#### [Kutipan dokumen]
Kitab kuning merupakan kitab-kitab keagamaan berbahasa Arab, menggunakan aksara Arab, yang dihasilkan oleh para ulama dan pemikir muslim di masa lampau, khususnya yang berasal dari Timur Tengah. Kitab kuning memiliki format sendiri yang khas dan warna kertas kekuning-kuningan (Azra, 2002).

Menurut K.H. Mustofa Bisri, kitab-kitab kuning yang diajarkan para kiai kepada santrinya umumnya merupakan penjabaran dari kitab suci al-Qur’an dan sunah Rasulullah Saw menurut pemahaman Ahlu Sunnah wal Jama’ah. Paham yang mengajarkan Islam rahmatan lil ‘alamin dan sikap hidup tawassuth wal i’tidaal, sikap tengah-tengah dan tidak ekstrem (Roza, dkk, 2019)

Kitab kuning menjadi rujukan utama dalam pendidikan pesantren, menjadi pedoman dalam akhlak hingga kehidupan sosial. Bagi kalangan pesantren kitab kuning mengandung penjelasan bagi semua permasalahan dan kebenarannya tidak diragukan lagi. Inilah yang membuat pengaruh kitab kuning demikian besar dan terus bertahan dalam suasana yang penuh dengan sakralitas.

Tidak diragukan lagi, kata Azyumardi Azra, kitab kuning mempunyai peran besar, tidak hanya dalam transformasi ilmu pengetahuan Islam di kalangan komunitas santri, tetapi juga di tengah masyarakat Muslim Indonesia secara keseluruhan. Kitab kuning, khususnya yang ditulis oleh para ulama dan pemikir Islam di kawasan ini merupakan refleksi perkembangan intelektualisme dan tradisi keilmuan Islam Indonesia, bahkan dalam batas waktu tertentu, kitab kuning juga merefleksikan perkembangan sejarah sosial Islam di kawasan ini.

Saat ini penggunaan kitab kuning sebagai rujukan utama pendidikan pesantren semakin berkurang. Padahal, nilai-nilai yang terkandung di dalamnya sangat berharga. Bukan hanya dari sisi keilmuan saja, tetapi nilai “barokah” yang tak tergantikan oleh buku-buku modern. Tentu setiap pesantren memiliki pertimbangan terkait hal ini. Namun jika pesantren menghilangkan sama sekali tradisi kitab kuning ini, tidakkah ia akan tercerabut dari akarnya?

#### [Tugas 1]
Tuliskan ulang semua baris data di bawah ini tanpa mengubah apa pun. Gambarnya tidak perlu disertakan dalam jawaban.

#### [Data yang diberikan]
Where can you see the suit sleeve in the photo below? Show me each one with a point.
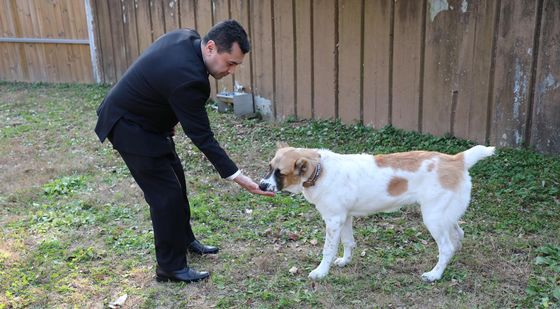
(188, 102)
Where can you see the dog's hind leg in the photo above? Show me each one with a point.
(444, 231)
(332, 239)
(348, 242)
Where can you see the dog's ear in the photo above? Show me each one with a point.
(301, 166)
(280, 145)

#### [Tugas 2]
Lanjutkan teks tentang kitab kuning di atas, mulai setelah kalimat terakhirnya.

#### [Jawaban yang diharapkan 1]
Where can you see the suit sleeve in the photo below? Show me each one with a point.
(188, 102)
Where can you see the dog's hind leg in the photo above? Show me each one with a point.
(444, 231)
(332, 239)
(348, 242)
Where can you see the dog's ear in the photo above? Show me each one with a point.
(301, 166)
(280, 145)

#### [Jawaban yang diharapkan 2]
Ngalap Berkah

Tradisi ini berhubungan erat dengan tradisi keilmuan. Menuntut ilmu adalah ibadah, dan memuliakan guru yang mengajarkan ilmu juga ibadah dan membawa berkah. Karena itulah di pesantren, kiai atau ustaz sangat dimuliakan. Para santri menunjukkan sikap takzim terhadap mereka dalam pergaulan sehari-hari, baik ketika belajar atau berjumpa di mana pun. Ini biasa dikenal dengan istilah ngalap berkah.

Ngalap berkah berarti memuliakan sesuatu yang bernilai baik demi beroleh manfaat darinya, seperti memuliakan ulama, kitab, ilmu, dan yang terkait dengannya. Para santri meyakini bahwa sikap hormat dan memuliakan kiai atau ustaz akan mendatangkan keberkahan dalam hidup, baik secara jasmani maupun rohani, material maupun spiritual. Sikap hormat atau takzim ini dinilai penting karena akan menentukan keberhasilan dalam banyak hal, bukan hanya keberhasilan dalam menuntut ilmu saja. Termasuk kesuksesan di masa datang pun diyakini tidak lepas dari “barokah kiai”.

Sikap hormat para santri terhadap kiai antara lain tercermin dari cara mereka berbicara yang apabila menggunakan Bahasa Jawa maka tingkat bahasa “krama hinggil” atau “krama madya” yang mereka gunakan. Demikian juga bila mereka berbicara dengan ustaz atau guru mereka. Bila mereka menggunakan bahasa Indonesia, para santri tersebut selalu berbicara dengan penuh adab. Sikap hormat lainnya yang ditujukan para santri terhadap kiai mereka yaitu dengan mencium tangan kiai di saat mereka bersalaman (Amidjaja, dkk, 1985).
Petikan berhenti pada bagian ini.